Directions for this task:
Shift every bounding box coordinate up by 106 and write out the data again, from the start through the line with "[205,70,454,100]", that line included. Keep all other text unchanged.

** Begin **

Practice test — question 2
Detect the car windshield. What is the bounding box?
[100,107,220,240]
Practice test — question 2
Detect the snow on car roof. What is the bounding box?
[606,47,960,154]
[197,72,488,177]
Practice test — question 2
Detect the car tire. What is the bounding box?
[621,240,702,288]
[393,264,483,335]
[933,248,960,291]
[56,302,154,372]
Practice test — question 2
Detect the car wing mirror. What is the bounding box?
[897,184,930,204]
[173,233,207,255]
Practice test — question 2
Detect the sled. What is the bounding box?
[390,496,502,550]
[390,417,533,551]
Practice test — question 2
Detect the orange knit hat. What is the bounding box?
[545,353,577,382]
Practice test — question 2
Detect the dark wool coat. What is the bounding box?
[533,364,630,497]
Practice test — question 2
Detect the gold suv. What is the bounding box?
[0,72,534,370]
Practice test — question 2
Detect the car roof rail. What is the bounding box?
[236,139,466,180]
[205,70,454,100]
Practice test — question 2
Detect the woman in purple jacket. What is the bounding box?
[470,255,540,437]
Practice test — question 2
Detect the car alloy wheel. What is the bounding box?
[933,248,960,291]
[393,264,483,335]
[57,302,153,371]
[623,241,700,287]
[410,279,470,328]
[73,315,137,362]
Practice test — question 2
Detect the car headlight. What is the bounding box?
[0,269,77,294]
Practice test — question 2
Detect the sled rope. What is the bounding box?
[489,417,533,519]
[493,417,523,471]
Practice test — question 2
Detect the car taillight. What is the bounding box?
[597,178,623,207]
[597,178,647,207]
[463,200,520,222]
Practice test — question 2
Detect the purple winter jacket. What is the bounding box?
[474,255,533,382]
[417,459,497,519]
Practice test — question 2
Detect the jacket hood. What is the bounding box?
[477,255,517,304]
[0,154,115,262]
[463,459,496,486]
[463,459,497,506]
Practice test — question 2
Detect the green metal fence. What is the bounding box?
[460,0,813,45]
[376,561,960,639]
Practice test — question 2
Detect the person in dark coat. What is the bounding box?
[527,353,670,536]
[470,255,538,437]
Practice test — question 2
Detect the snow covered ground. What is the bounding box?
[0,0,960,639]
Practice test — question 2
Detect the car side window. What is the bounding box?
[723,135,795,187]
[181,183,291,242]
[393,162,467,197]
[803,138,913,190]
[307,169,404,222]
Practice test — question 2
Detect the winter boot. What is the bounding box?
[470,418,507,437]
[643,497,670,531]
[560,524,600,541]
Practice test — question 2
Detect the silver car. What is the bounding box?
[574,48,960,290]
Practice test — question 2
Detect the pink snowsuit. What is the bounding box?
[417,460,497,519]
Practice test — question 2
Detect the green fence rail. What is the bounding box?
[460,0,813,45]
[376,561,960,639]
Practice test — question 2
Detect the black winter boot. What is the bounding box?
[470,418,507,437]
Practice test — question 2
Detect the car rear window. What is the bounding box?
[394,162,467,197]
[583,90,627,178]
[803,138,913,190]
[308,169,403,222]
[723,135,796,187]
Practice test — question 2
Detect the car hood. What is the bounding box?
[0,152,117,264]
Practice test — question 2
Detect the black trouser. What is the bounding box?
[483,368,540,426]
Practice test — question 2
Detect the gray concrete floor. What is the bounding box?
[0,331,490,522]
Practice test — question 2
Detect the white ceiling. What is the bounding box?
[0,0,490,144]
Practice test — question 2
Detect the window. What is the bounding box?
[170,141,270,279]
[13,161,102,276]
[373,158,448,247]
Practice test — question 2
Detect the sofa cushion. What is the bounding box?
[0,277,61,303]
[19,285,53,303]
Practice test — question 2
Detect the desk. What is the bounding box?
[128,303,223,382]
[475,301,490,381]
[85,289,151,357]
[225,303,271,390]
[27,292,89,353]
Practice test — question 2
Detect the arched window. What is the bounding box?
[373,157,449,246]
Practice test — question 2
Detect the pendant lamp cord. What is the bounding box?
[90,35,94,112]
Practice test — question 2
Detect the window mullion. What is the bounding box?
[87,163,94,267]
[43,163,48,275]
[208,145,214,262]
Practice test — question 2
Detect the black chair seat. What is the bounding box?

** End **

Answer to the task:
Practice test — question 2
Detect the car windshield. What is the bounding box?
[206,213,326,346]
Practice test — question 2
Detect the snow on car roof. What is the bounding box?
[712,153,1066,260]
[303,178,594,283]
Practice test — question 2
Detect the car tire. What is the bounding box?
[727,346,808,394]
[499,370,589,441]
[1039,354,1066,397]
[162,408,260,478]
Practice test — question 2
Detect the car wing mirror. What is the bounding box?
[1003,290,1036,310]
[279,339,313,361]
Practice test — question 2
Detect the sled. What is the bounding box?
[496,602,608,656]
[496,523,639,657]
Practice test — question 2
Detect the orange knit hat. What is the bounding box?
[651,459,683,488]
Practice test — question 2
Detect the dark wool coat. What is the bounding box?
[639,470,736,603]
Practice test — question 2
Detect the gold suv. What is the bounding box?
[106,178,640,476]
Practice test — question 2
Detect the car roof rail. What is the bounding box?
[342,245,572,286]
[311,176,560,206]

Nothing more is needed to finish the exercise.